■ What you need to do ■
Turn the part of the records that opens with the line containing "Where within the image shown above has the yellow" and runs through the end of the records into a JSON list of strings, one string per line with blank lines omitted.

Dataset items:

_____

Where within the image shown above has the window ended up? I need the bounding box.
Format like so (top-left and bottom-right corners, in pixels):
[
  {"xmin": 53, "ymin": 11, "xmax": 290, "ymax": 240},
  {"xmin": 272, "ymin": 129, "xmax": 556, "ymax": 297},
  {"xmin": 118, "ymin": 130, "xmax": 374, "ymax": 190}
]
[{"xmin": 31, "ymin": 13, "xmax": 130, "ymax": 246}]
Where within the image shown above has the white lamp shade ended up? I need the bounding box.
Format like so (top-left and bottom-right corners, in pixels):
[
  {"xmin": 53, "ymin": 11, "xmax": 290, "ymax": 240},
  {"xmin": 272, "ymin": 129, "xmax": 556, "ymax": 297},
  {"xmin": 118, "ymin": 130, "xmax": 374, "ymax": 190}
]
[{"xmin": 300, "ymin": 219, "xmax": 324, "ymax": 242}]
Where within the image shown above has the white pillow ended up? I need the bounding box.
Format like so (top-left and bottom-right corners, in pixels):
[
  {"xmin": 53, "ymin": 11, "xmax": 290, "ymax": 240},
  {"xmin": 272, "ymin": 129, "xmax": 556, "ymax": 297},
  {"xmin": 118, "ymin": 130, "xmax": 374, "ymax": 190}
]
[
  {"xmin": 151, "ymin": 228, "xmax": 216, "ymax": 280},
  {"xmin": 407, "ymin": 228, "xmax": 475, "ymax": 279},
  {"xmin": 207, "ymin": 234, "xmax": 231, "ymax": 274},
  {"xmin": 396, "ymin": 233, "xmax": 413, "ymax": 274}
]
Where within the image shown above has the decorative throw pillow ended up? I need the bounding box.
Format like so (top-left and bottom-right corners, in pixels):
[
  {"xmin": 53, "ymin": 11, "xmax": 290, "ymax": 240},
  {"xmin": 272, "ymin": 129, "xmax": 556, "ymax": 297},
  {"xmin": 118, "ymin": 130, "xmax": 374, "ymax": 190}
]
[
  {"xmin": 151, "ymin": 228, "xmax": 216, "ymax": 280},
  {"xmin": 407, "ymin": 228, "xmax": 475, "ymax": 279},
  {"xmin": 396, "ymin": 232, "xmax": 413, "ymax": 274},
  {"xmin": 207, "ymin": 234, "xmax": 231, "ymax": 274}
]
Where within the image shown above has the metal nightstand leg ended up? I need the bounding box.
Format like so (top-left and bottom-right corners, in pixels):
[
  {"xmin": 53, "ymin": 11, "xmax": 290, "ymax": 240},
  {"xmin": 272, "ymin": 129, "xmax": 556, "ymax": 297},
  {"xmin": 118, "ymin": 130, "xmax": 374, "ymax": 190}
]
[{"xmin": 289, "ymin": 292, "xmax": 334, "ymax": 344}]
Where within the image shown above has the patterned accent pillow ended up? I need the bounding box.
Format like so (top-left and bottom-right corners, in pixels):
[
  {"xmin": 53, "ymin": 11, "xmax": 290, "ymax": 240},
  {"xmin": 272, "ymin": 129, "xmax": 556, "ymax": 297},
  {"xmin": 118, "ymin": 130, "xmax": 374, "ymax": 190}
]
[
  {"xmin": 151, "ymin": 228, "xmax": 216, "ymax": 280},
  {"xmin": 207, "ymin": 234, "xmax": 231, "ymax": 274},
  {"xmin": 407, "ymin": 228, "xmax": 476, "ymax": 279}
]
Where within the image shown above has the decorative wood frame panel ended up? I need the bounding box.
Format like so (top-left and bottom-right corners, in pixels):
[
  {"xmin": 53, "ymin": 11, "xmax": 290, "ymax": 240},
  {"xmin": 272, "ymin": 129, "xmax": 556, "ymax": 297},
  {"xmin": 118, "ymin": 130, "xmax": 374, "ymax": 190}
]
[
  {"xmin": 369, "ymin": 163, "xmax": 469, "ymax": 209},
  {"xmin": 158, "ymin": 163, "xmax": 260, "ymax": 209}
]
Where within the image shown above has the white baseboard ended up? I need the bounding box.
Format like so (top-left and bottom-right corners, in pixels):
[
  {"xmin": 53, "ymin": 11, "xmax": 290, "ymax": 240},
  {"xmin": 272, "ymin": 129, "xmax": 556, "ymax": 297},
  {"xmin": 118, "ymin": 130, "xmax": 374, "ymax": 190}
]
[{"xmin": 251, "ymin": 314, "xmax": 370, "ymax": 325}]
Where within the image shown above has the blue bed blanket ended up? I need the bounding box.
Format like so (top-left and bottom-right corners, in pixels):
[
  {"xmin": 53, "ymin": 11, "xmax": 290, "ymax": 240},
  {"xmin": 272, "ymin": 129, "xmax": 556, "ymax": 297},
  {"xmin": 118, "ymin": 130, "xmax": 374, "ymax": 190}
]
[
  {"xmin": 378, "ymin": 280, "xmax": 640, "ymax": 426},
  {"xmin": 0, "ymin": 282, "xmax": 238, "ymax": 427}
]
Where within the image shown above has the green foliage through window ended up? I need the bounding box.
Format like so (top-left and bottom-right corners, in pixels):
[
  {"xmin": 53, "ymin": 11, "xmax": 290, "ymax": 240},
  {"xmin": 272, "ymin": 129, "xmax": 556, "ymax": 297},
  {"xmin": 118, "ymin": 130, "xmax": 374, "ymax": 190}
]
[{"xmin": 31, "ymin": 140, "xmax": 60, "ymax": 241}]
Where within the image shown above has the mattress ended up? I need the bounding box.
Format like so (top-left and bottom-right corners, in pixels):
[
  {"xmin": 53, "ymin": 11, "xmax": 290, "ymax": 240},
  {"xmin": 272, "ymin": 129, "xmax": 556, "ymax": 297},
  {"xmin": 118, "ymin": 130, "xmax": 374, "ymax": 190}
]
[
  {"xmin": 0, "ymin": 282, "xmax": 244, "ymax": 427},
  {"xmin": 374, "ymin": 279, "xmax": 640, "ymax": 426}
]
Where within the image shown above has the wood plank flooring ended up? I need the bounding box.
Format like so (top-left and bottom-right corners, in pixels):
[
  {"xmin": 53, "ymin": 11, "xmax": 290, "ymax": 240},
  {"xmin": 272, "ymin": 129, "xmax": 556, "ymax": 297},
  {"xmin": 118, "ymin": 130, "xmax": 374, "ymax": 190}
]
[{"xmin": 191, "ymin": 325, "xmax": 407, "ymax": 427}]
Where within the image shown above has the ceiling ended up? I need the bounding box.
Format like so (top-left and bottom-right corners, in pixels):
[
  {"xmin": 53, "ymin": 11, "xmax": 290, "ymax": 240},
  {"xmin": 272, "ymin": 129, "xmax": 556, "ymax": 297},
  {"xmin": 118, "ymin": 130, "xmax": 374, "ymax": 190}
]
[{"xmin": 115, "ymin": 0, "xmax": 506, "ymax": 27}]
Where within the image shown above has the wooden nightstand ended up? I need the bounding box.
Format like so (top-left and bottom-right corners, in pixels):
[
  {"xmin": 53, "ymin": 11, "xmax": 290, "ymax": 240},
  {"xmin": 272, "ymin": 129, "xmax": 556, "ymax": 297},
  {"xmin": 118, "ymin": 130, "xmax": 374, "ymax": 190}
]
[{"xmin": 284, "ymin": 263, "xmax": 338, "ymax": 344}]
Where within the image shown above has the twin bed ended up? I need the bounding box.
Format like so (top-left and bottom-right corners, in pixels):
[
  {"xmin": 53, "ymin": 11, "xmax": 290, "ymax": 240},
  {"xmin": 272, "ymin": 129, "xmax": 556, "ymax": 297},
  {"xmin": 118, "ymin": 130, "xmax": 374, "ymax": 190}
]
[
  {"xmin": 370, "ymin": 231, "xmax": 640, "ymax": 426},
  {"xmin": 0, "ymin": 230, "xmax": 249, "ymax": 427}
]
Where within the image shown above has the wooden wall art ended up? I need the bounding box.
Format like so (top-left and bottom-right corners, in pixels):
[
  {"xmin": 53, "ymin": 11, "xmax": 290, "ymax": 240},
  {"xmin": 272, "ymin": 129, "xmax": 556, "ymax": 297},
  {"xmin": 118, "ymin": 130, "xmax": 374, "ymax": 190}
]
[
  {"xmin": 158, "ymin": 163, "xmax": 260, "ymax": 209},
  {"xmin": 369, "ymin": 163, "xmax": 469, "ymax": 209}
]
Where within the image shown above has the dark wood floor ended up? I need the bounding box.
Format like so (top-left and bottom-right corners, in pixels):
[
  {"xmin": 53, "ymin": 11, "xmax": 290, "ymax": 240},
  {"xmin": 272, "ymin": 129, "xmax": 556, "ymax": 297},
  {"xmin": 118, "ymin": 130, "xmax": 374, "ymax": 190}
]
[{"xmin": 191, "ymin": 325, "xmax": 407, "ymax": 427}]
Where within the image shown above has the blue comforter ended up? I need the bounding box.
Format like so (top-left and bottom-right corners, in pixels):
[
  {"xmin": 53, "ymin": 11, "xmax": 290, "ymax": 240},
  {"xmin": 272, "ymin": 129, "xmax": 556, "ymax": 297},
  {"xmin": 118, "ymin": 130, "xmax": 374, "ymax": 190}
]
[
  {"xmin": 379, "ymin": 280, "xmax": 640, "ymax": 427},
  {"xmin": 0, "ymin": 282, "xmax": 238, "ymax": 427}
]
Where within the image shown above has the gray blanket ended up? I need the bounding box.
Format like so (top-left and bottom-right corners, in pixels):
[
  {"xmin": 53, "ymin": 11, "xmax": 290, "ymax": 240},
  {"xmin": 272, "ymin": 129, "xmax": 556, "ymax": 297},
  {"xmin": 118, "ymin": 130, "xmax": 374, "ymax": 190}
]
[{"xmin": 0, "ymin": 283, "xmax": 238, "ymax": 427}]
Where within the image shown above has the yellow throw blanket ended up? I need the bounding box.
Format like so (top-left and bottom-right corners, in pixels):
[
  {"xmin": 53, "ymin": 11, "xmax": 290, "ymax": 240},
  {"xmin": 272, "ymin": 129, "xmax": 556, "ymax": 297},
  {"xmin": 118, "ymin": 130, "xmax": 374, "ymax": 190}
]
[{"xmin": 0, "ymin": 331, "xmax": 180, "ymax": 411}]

_____

■ Complete output ■
[
  "Where within the image shown above has the yellow throw blanket ended up? I need the bounding box.",
  "Format like so (top-left and bottom-right corners, in pixels):",
  "[",
  "  {\"xmin\": 53, \"ymin\": 11, \"xmax\": 290, \"ymax\": 240},",
  "  {\"xmin\": 272, \"ymin\": 129, \"xmax\": 556, \"ymax\": 297},",
  "  {\"xmin\": 118, \"ymin\": 130, \"xmax\": 374, \"ymax\": 190}",
  "]",
  "[{\"xmin\": 0, \"ymin\": 331, \"xmax\": 180, \"ymax\": 411}]"
]